==== DATA EXTRACT

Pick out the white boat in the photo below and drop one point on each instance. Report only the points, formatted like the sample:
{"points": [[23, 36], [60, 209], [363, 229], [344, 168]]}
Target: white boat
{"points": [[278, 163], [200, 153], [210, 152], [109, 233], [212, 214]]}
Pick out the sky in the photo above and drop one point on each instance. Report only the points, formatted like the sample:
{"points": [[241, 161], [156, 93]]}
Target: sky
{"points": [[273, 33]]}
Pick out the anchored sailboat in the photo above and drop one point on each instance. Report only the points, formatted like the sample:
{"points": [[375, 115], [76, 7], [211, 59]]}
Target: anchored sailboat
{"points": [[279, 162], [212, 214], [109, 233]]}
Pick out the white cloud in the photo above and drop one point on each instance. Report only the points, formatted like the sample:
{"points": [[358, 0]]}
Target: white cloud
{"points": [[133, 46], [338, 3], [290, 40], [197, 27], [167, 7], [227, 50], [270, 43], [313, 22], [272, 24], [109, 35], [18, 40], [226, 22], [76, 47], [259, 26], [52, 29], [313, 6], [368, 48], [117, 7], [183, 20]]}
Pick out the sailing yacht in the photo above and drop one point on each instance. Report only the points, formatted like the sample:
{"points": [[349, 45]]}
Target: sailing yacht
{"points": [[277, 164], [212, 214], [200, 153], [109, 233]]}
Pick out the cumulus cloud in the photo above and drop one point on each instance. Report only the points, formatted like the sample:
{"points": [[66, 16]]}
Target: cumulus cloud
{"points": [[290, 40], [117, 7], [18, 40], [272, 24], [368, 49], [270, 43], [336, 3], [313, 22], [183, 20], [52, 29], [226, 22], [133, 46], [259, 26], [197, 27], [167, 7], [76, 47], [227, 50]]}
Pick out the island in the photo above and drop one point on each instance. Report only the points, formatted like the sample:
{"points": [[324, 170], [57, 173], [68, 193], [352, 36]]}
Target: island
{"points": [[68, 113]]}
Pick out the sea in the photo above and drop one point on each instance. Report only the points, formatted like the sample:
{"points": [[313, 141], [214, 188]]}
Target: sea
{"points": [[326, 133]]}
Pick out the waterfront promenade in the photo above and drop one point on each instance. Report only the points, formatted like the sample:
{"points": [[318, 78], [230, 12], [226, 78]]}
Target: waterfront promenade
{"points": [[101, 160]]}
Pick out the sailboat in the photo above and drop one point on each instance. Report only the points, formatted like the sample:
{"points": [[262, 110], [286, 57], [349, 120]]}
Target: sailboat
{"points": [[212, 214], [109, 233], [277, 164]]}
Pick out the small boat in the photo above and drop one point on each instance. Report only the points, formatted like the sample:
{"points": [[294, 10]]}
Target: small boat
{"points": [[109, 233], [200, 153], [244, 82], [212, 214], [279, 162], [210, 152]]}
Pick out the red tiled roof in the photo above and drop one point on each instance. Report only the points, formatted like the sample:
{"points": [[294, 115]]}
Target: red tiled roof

========

◆ **WHAT TO PRODUCE**:
Print, word for word, the part of the rows above that opens with the line containing "Pick out the waterfront" and closes with the final line of the rows, including both of those lines.

◆ **ANSWER FOR THIS EXERCISE**:
Pick out the waterfront promenade in the photo above and drop one point on each instance. Report only the points, formatted like the sample:
{"points": [[318, 78], [230, 12], [226, 78]]}
Target: waterfront promenade
{"points": [[101, 160]]}
Pick out the sailboat in the photo above and drop one point on each instance. Report only the points, formatted like the sample:
{"points": [[262, 110], [286, 57], [349, 120]]}
Target: sailboat
{"points": [[212, 214], [109, 233], [277, 164]]}
Pick out the small boat in the photo above and drop one point on each instance. Report only the points, formatted like the sample:
{"points": [[294, 10]]}
Target: small boat
{"points": [[109, 233], [200, 153], [244, 82], [212, 214], [279, 162], [210, 152]]}
Pick out the red tiled roof in the photo above and drop one point on each instance. Report only the points, formatted like the sample:
{"points": [[294, 115]]}
Target: red tiled roof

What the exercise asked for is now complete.